## Complete the following
**A.** According to the content moderation excerpt, what kind of problem is disagreement over what counts as hate speech really?
**B.** Reproduce a passage from the content moderation excerpt word for word, beginning at the words "There’s plenty more" and stopping after the words "and faucets work.".

We can ask, for example, how accurate a given AI is at classifying whether something is a dog or a muffin, and we can probably learn how to improve its accuracy rate. That’s because in such cases, humans can more or less agree on a ground truth that the AI conforms with or deviates from. But with many kinds of expression—like “is this hate speech?”—it’s not a question of accurate or not. There will be as many opinions as there are people. Three well-meaning civic groups will agree on four different definitions of hate speech.

You might experience this as an accuracy problem (“companies are inconsistent in taking down content” or “why is this fool so stubbornly wrong about what is and isn’t hate speech”), but it’s really a subjectivity problem. We’re stuck in our own skin and universalizing our judgment.

If the things we’re doing are controversial among humans and it’s not even clear that humans judge them consistently, then using AI is not going to help. It’s just going to allow you to achieve the same controversial outcomes more quickly and in greater volume. In other words, if you can’t get 50 humans to agree on whether a particular post violates content rules, whether that content rule is well formulated, or whether that rule should exist, then why would automating this process help? You might train an AI to get pretty good at identifying pastries, but no technology will get people to agree on what is and isn’t hate speech and whether it should be permitted in a given place. This is why, even if AI can help, it alone probably can’t help as much as we’d like. So if we increase pressure on companies to promise to fairly remove only the really offensive and illegal content, we’re setting everyone up for disappointment later.

There’s plenty more to say about rule sets and trying to enforce them, but I will leave it here. As governments increasingly tinker with the machinery of online censorship, we can expect more laws to comply with. So regardless of whether you are a “bring me a court order in triplicate or it stays up” kind of person or a “let’s make a set of speech rules more complicated than zoning in San Francisco” type, at some point you have to move from figuring out your philosophy to drafting your rules and enforcing them. You need to translate the rule set into action. And as fascinating as free speech doctrine is, running a social media company is a practical business, not an academic exercise. You’re not a hydrologist; you’re a plumber. You can’t spend your days entranced by the properties of water; your job is to make the drains and faucets work.

## Data excerpt

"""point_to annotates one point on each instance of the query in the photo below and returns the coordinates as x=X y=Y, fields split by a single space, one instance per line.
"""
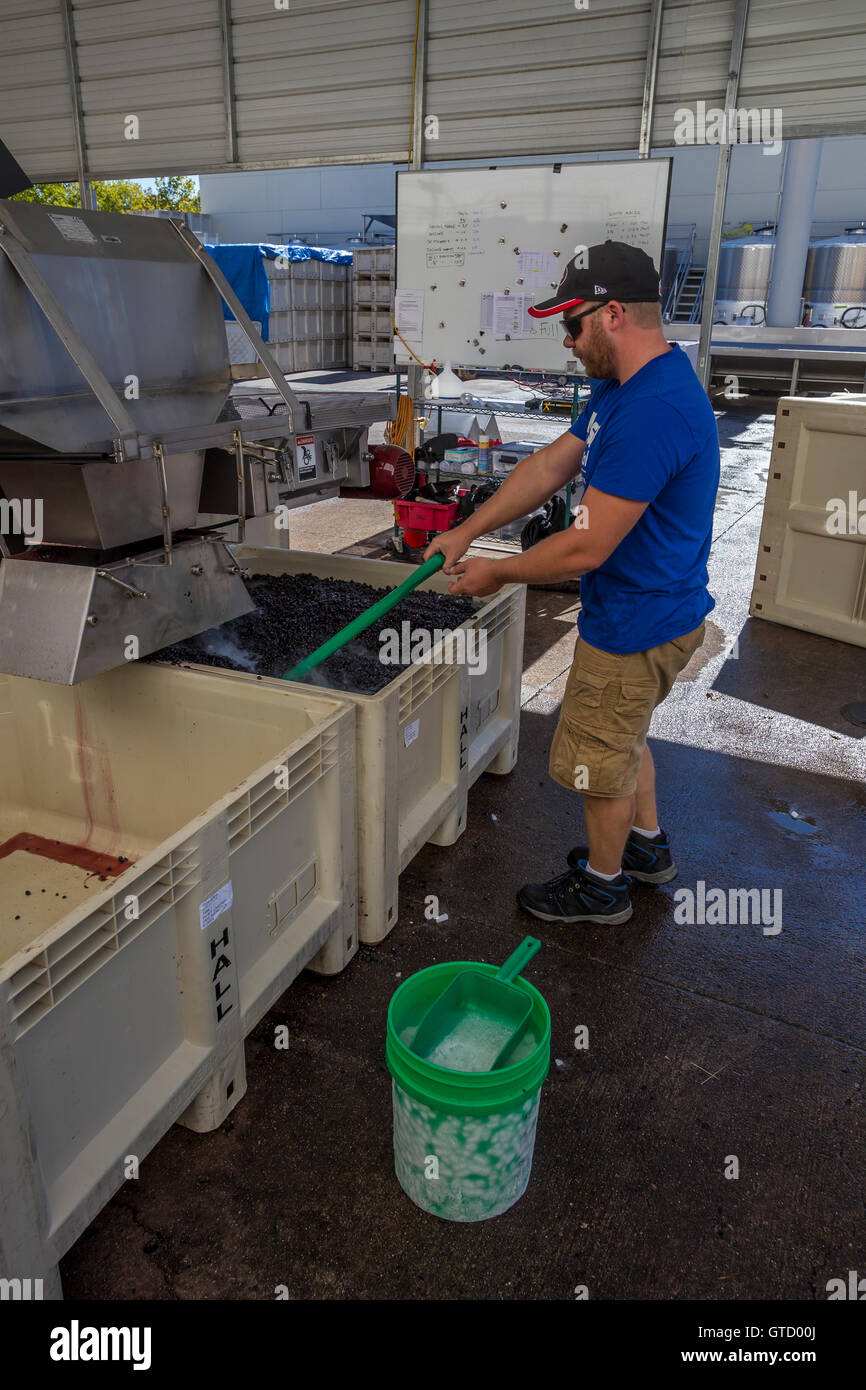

## The responses
**A.** It is really a subjectivity problem, not an accuracy problem.

**B.**
There’s plenty more to say about rule sets and trying to enforce them, but I will leave it here. As governments increasingly tinker with the machinery of online censorship, we can expect more laws to comply with. So regardless of whether you are a “bring me a court order in triplicate or it stays up” kind of person or a “let’s make a set of speech rules more complicated than zoning in San Francisco” type, at some point you have to move from figuring out your philosophy to drafting your rules and enforcing them. You need to translate the rule set into action. And as fascinating as free speech doctrine is, running a social media company is a practical business, not an academic exercise. You’re not a hydrologist; you’re a plumber. You can’t spend your days entranced by the properties of water; your job is to make the drains and faucets work.